◆ Tarea 1
Copia del texto de referencia todo lo que va desde "Nos vimos una" hasta "vez en cuando.", pero cambia "bar predilecto" por "bar favorito".
◆ Tarea 2
Según el texto de referencia, ¿en qué bar pide Mario que se reúnan?
◆ Tarea 3
Por favor, continúa el texto de referencia sobre la investigación del Monstruo a partir de su última oración.

◆ Texto de referencia
····················

Durante 2004, nuestro último año en Italia, la investigación del Monstruo ganó ímpetu. Daba la impresión de que todos los meses aparecía en los diarios una nueva historia totalmente inverosímil. Mario y yo seguíamos trabajando en nuestro libro, recopilando información y reuniendo recortes de periódico de los últimos acontecimientos. Mario seguía ejerciendo su labor como periodista investigador autónomo, fisgoneando, visitando regularmente a sus contactos en los carabinieri, siempre a la caza de una primicia.
Un día, Mario me telefoneó.
—Doug, reúnete conmigo en el bar Ricchi. ¡Tengo grandes noticias!
Nos vimos una vez más en nuestro bar predilecto. Mi familia y yo llevábamos cuatro años en Italia y en el bar Ricchi me conocían lo suficiente para poder saludar al dueño y a su familia por sus nombres de pila y, además, disfrutar de un sconto de vez en cuando.

····················

◆ Datos del ejercicio
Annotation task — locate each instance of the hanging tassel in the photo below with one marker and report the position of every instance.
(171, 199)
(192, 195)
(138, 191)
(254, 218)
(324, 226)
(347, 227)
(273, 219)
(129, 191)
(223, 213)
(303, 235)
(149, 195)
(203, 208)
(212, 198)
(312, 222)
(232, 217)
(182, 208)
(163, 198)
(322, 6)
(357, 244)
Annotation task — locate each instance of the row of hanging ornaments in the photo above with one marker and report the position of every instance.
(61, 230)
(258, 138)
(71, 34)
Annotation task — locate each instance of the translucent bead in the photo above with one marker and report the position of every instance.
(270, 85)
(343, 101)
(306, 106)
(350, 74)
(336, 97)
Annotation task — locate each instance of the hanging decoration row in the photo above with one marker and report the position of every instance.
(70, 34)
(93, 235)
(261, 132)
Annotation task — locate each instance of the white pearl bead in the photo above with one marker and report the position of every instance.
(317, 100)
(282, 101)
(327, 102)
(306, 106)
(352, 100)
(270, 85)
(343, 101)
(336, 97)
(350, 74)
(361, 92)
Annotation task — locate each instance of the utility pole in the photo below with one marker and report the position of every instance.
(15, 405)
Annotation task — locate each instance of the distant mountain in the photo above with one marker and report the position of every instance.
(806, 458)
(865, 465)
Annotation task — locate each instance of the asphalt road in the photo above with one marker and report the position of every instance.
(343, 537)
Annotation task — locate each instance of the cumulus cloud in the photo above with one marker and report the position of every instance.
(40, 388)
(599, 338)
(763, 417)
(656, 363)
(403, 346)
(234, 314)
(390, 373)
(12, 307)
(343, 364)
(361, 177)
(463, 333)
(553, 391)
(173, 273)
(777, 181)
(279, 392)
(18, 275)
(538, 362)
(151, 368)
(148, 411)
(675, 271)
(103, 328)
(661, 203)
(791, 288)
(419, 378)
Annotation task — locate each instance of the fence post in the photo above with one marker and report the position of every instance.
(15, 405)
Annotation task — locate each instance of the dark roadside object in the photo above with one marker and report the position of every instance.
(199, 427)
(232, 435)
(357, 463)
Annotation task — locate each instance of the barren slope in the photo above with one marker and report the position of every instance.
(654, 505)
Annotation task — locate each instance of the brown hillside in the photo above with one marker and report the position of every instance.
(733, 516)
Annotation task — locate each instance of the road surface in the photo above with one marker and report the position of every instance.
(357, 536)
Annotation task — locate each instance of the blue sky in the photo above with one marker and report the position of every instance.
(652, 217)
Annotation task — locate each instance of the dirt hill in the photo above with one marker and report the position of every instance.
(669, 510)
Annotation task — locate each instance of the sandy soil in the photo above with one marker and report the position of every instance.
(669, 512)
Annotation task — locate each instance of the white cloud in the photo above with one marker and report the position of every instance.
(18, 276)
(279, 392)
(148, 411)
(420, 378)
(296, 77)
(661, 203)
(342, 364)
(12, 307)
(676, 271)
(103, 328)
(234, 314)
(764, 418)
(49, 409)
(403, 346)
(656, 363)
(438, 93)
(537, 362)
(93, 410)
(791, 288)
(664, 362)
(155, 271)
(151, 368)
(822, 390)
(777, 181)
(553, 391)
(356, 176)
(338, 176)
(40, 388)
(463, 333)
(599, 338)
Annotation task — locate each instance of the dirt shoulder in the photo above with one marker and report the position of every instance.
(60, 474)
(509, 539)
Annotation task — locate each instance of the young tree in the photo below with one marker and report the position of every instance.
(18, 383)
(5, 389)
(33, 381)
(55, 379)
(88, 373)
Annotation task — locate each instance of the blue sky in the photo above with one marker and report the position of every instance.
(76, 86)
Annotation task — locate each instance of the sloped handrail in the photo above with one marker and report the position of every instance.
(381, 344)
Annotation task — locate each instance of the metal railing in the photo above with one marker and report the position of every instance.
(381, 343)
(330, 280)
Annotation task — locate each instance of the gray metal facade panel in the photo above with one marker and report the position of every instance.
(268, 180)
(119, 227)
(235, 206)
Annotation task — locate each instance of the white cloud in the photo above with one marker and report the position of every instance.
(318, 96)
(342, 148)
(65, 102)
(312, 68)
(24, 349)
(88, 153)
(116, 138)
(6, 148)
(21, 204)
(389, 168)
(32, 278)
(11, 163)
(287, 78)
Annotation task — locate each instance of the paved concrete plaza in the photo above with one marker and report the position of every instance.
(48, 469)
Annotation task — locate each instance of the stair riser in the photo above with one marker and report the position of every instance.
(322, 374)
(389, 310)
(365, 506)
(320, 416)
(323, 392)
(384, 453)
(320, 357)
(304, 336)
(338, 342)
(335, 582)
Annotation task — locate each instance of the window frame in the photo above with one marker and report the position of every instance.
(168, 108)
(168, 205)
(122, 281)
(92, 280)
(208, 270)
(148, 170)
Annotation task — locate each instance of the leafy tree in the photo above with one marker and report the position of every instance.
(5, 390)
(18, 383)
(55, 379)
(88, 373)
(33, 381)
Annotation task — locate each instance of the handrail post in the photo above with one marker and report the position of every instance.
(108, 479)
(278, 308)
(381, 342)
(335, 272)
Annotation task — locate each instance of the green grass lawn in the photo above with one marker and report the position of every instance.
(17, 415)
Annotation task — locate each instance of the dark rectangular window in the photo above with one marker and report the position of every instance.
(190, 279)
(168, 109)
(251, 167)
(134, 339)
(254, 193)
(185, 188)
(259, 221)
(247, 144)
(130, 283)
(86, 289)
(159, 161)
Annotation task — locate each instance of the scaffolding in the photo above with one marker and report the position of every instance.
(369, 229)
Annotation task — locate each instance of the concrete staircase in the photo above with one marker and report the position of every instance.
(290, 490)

····················

◆ Respuesta 1
Nos vimos una vez más en nuestro bar favorito. Mi familia y yo llevábamos cuatro años en Italia y en el bar Ricchi me conocían lo suficiente para poder saludar al dueño y a su familia por sus nombres de pila y, además, disfrutar de un sconto de vez en cuando.

◆ Respuesta 2
En el bar Ricchi.

◆ Respuesta 3
Spezi llegó tarde. Como siempre, había estacionado ilegalmente su coche en la piazza y había colocado en el parabrisas el letrero de PERIODISTA, junto con un permiso de prensa especial que le permitía conducir por la parte vieja.
Entró envuelto en humo y pidió un café «stretto, stretto» y un vaso de agua. Algo pesado le tiraba de la gabardina.
Dejó su sombrero estilo Bogart en el banco, tomó asiento y extrajo un objeto envuelto en papel de periódico, que dejó sobre la mesa.
—¿Qué es?
—Ya lo verás. —Hizo una pausa para beber el café de un trago—. ¿Has visto alguna vez el programa de televisión Chi l’ha visto? [¿Quién le ha visto?]?
—No.
—Es uno de los programas con mayor audiencia de la televisión italiana, una copia descarada de vuestro programa America’s Most Wanted. Me han pedido que colabore en una serie de emisiones destinadas a reconstruir la historia del caso del Monstruo de Florencia, desde el principio hasta nuestros días.
Spezi se rodeó de una triunfal nube de humo azul.
—¡Es fantástico! —exclamé.
—Y —añadió con ojos chispeantes—, para el programa, tengo una primicia que nadie conoce, ¡ni siquiera tú!
Bebí un sorbo de café y esperé.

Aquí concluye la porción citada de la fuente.